- _To do_: All that should come back is the lines of the data below from the one containing "pick out the golden" to the one containing "pick out the slice", inclusive, exactly as they stand.

——

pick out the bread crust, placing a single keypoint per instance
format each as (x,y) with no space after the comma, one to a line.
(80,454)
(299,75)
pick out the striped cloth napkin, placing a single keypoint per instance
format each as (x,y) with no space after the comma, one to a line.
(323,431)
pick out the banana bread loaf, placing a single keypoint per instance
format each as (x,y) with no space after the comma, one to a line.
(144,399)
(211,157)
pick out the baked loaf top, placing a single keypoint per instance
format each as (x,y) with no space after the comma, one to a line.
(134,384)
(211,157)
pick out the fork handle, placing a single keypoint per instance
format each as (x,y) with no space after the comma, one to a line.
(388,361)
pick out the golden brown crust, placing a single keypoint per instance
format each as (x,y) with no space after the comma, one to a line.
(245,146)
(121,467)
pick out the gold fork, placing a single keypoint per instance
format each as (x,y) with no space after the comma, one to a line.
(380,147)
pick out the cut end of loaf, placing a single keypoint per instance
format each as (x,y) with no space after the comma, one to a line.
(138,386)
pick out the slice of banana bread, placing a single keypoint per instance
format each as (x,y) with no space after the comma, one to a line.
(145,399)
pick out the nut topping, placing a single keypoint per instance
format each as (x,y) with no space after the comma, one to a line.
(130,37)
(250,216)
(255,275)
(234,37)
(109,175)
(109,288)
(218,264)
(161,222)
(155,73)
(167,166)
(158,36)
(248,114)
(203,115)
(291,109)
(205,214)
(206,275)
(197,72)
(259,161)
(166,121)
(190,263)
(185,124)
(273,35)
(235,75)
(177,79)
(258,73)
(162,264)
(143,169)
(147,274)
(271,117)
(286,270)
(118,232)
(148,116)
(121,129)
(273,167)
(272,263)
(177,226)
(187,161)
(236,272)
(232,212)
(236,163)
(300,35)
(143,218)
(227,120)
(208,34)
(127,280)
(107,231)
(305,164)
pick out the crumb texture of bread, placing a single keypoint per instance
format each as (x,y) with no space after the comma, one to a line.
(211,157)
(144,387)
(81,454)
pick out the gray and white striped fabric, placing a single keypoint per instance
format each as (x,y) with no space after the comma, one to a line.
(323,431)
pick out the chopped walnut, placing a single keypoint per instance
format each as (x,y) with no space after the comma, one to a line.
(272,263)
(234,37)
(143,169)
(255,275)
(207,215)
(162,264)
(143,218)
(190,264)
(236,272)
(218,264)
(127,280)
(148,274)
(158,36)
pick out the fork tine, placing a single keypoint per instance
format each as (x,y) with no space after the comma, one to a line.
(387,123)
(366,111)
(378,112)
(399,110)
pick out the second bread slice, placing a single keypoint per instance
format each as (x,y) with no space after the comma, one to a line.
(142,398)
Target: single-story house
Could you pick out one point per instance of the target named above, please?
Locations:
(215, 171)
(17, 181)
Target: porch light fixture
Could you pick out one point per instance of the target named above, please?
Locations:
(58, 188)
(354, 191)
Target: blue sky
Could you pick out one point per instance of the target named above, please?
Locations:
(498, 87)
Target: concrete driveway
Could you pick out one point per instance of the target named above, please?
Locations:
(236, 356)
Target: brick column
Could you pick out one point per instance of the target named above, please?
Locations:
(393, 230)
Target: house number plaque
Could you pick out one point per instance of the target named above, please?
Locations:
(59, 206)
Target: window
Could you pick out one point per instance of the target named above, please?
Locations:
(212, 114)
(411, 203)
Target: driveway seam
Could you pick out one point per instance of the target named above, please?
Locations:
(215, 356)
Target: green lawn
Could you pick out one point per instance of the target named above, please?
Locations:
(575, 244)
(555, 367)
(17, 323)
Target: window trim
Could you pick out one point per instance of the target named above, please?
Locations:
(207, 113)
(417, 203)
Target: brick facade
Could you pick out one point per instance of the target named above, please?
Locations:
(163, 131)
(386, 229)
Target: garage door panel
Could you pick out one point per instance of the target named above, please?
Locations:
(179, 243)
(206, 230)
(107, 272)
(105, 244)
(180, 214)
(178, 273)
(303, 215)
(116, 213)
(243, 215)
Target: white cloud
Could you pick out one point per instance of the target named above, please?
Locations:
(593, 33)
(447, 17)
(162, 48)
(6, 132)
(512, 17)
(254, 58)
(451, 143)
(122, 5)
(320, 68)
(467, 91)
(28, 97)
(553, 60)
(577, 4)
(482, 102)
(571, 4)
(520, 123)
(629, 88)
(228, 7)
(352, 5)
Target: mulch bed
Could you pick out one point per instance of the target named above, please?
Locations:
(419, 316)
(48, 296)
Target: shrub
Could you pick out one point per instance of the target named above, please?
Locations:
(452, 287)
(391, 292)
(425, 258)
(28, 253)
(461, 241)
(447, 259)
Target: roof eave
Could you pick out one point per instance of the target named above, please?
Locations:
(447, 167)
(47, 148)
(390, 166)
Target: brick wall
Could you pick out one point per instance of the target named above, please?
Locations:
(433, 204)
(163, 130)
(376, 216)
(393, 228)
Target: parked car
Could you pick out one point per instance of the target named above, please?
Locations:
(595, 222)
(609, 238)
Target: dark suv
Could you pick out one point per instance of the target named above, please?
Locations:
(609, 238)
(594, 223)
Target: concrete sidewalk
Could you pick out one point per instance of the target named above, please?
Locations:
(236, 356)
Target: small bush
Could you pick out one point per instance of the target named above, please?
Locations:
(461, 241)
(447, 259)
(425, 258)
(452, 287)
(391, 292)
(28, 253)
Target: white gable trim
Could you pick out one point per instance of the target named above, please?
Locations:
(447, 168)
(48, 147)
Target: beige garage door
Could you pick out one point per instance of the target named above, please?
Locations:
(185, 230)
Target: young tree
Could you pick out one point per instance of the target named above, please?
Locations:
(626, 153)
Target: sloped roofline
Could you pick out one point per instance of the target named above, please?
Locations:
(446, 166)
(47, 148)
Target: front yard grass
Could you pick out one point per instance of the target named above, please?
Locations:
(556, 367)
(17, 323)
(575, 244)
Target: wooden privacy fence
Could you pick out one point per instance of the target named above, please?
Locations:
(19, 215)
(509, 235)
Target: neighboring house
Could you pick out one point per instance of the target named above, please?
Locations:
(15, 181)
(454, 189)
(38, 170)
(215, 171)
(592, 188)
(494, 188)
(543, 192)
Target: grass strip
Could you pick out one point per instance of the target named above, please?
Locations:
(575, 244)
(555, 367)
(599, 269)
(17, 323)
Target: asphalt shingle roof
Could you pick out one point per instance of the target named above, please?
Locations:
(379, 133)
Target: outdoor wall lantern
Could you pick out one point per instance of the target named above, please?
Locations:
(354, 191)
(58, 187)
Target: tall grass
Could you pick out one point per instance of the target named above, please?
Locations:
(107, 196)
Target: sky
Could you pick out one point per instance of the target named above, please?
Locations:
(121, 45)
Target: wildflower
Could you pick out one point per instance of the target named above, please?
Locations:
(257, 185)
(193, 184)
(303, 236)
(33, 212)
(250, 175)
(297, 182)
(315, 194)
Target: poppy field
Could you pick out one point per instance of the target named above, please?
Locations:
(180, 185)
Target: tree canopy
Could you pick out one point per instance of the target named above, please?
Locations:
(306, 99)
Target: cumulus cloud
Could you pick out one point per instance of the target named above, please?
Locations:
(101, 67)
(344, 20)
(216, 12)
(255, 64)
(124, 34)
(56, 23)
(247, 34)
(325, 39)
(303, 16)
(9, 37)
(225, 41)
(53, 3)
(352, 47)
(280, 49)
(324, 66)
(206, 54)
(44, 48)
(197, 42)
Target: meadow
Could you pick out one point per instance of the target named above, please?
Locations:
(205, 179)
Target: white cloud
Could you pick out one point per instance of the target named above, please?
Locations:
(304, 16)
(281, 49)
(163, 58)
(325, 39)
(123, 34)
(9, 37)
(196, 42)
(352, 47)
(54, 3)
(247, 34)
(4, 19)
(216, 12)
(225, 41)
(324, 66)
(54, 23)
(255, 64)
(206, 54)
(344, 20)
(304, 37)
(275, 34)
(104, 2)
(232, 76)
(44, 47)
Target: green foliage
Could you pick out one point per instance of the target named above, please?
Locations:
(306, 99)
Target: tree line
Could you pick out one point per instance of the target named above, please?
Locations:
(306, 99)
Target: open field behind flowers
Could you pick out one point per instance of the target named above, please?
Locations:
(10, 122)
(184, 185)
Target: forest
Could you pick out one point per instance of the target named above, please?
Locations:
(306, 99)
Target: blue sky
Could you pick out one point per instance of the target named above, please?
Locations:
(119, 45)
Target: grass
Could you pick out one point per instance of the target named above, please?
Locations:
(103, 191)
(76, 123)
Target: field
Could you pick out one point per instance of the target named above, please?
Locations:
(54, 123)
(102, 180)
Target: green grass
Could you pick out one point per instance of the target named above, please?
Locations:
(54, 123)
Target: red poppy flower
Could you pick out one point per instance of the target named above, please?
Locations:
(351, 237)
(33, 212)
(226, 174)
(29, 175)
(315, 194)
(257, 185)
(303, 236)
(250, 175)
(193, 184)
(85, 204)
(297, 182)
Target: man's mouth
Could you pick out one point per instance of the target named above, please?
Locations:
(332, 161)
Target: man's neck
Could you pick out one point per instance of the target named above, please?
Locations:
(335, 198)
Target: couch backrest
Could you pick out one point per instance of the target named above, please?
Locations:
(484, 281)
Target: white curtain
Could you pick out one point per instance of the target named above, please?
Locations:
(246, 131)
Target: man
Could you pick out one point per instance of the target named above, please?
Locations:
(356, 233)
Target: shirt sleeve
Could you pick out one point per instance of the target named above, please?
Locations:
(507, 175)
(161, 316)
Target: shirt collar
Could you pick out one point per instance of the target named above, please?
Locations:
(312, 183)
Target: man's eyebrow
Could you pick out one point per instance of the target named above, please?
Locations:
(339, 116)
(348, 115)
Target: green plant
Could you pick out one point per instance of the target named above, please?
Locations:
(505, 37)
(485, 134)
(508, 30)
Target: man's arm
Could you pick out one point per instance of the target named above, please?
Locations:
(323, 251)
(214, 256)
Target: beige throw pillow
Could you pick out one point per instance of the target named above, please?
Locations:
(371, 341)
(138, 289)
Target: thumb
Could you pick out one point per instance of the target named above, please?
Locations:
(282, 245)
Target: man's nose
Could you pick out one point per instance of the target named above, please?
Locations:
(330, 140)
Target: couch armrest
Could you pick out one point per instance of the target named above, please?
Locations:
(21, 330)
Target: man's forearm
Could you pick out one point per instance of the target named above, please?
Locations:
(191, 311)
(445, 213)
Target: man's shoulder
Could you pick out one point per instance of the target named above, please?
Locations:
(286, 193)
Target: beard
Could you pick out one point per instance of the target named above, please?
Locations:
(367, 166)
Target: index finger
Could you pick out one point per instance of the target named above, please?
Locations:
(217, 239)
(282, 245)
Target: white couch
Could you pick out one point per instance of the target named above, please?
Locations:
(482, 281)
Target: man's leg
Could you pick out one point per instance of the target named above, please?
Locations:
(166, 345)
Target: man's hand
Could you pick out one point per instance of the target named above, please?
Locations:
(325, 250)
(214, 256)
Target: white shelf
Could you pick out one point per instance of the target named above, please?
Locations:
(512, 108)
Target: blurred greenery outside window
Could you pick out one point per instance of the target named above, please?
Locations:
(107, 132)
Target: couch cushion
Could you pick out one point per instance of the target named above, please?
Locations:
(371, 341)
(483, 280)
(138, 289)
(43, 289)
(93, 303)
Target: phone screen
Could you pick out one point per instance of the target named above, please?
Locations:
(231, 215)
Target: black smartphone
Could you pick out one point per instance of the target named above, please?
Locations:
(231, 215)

——

- _Solved problem_:
pick out the golden brown crust, placing a single keypoint per instance
format each as (x,y) with no space after the comma, one to a line.
(245,146)
(121,467)
pick out the gold fork, placing a single keypoint per instance
format each as (x,y) with no space after the comma, one to a line.
(380,147)
pick out the cut end of loaf, placing a single keypoint per instance
format each as (x,y) with no space after the comma, one to a line.
(138,386)
pick out the slice of banana bread, placing a single keypoint per instance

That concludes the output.